**What you will do**:
1. From the Monster ride article, return the passage that opens with the words containing "Monster – Essel" and closes with "1977. (Monster model)", copied verbatim.
2. In the Monster ride article, what operates the rotating arms where the Monster's seats are connected?

**Document segment**:
** BEGIN **
The Monster is an amusement ride manufactured by Eyerly Aircraft Company. The ride spins while moving up and down at a slow pace. Each car spins while giant arms move up and down in a circular motion. Riders may experience the feeling of weightlessness when going in the air and coming back down to ground level.

Design 
The Monster and the Spider are two different rides. The Spider is an offshoot of the Octopus, which has 8 arms with either one or two seats at the end, whereas the Spider has six arms with two seats at the end of each arm. The Monster has six arms similar to the Spider however it has four seats on the end with a rotating arms operated by electric motors where the seats are connected .

Existing rides 

 Monster- Cedar Point, originally opened in 1970 and was refurbished and relocated within the park for 2014. (Monster model)
 Monster- Dorney Park & Wildwater Kingdom, opened 1995 but, was removed for the addition of Dominator in 1998 but, was returned in 2000 to its current location. (Monster model)
 Monster – Essel World (Monster model)
 Monster- Kings Island, opened in 1972 but, originally operated at Coney Island (Cincinnati, Ohio) from 1969–1971. (Monster Model)
 Monster- Valleyfair, opened in 1977. (Monster model)
Spider- Elitch Gardens Theme Park, opened in 1969 at the original location of Elitch Gardens. Opened at the current location in 1995. (Spider model)
 Spider- Idlewild and Soak Zone (Spider model)
 Spider- Waldemeer & Water World (Spider model)
** END **
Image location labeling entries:
** BEGIN **
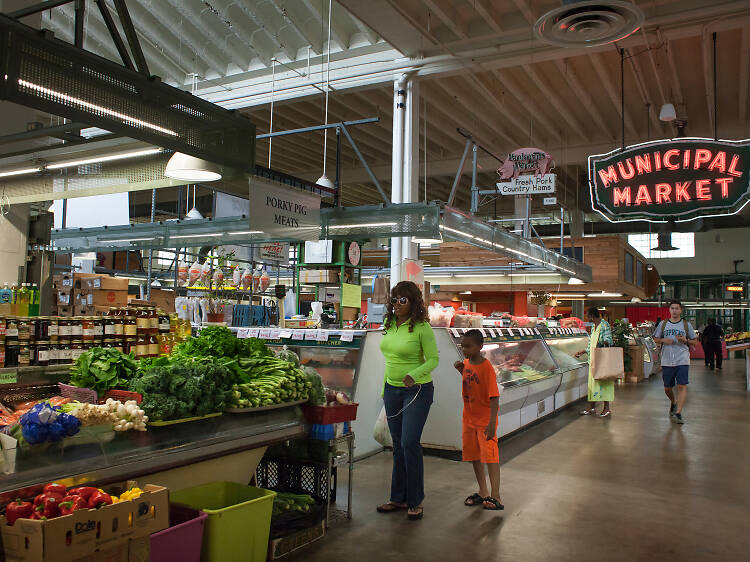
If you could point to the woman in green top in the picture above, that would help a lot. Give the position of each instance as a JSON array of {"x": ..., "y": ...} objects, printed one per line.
[
  {"x": 411, "y": 354},
  {"x": 599, "y": 391}
]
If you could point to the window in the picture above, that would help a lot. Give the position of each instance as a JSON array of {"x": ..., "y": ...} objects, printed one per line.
[
  {"x": 683, "y": 241},
  {"x": 629, "y": 267}
]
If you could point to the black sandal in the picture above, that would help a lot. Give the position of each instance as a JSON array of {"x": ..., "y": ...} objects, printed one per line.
[
  {"x": 390, "y": 507},
  {"x": 496, "y": 505},
  {"x": 416, "y": 516},
  {"x": 473, "y": 500}
]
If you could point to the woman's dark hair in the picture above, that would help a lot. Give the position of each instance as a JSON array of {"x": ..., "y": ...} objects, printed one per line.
[{"x": 418, "y": 310}]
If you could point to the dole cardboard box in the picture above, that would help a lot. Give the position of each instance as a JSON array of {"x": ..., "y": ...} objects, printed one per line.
[{"x": 67, "y": 538}]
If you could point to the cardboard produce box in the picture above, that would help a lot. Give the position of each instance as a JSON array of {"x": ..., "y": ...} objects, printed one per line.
[{"x": 90, "y": 535}]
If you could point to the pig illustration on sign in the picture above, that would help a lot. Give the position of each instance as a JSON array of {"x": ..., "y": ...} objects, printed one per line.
[{"x": 526, "y": 161}]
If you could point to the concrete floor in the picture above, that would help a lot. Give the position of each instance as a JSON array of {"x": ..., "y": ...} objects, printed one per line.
[{"x": 633, "y": 488}]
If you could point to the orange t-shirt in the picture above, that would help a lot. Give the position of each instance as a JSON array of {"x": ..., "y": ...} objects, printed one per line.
[{"x": 479, "y": 385}]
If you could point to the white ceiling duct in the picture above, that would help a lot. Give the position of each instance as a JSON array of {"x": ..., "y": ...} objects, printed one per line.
[{"x": 589, "y": 23}]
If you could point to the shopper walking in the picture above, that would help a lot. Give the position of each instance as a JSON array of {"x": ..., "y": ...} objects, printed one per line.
[
  {"x": 675, "y": 335},
  {"x": 479, "y": 434},
  {"x": 713, "y": 334},
  {"x": 599, "y": 391},
  {"x": 411, "y": 354}
]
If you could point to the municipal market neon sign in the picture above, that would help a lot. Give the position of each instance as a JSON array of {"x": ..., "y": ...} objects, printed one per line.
[{"x": 671, "y": 180}]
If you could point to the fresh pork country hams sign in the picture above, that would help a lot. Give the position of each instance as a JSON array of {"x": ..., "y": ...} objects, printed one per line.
[{"x": 679, "y": 180}]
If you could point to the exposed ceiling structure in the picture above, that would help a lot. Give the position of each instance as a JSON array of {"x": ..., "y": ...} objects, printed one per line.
[{"x": 479, "y": 67}]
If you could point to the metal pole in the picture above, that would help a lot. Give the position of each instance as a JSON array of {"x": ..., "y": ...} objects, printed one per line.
[
  {"x": 459, "y": 172},
  {"x": 474, "y": 186},
  {"x": 151, "y": 250}
]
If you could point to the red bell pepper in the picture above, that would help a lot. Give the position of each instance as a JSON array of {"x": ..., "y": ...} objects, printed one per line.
[
  {"x": 99, "y": 499},
  {"x": 85, "y": 492},
  {"x": 50, "y": 508},
  {"x": 18, "y": 510},
  {"x": 55, "y": 488},
  {"x": 71, "y": 504}
]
** END **
**Responses to the tasks**:
1.
Monster – Essel World (Monster model)
 Monster- Kings Island, opened in 1972 but, originally operated at Coney Island (Cincinnati, Ohio) from 1969–1971. (Monster Model)
 Monster- Valleyfair, opened in 1977. (Monster model)

2. Electric motors.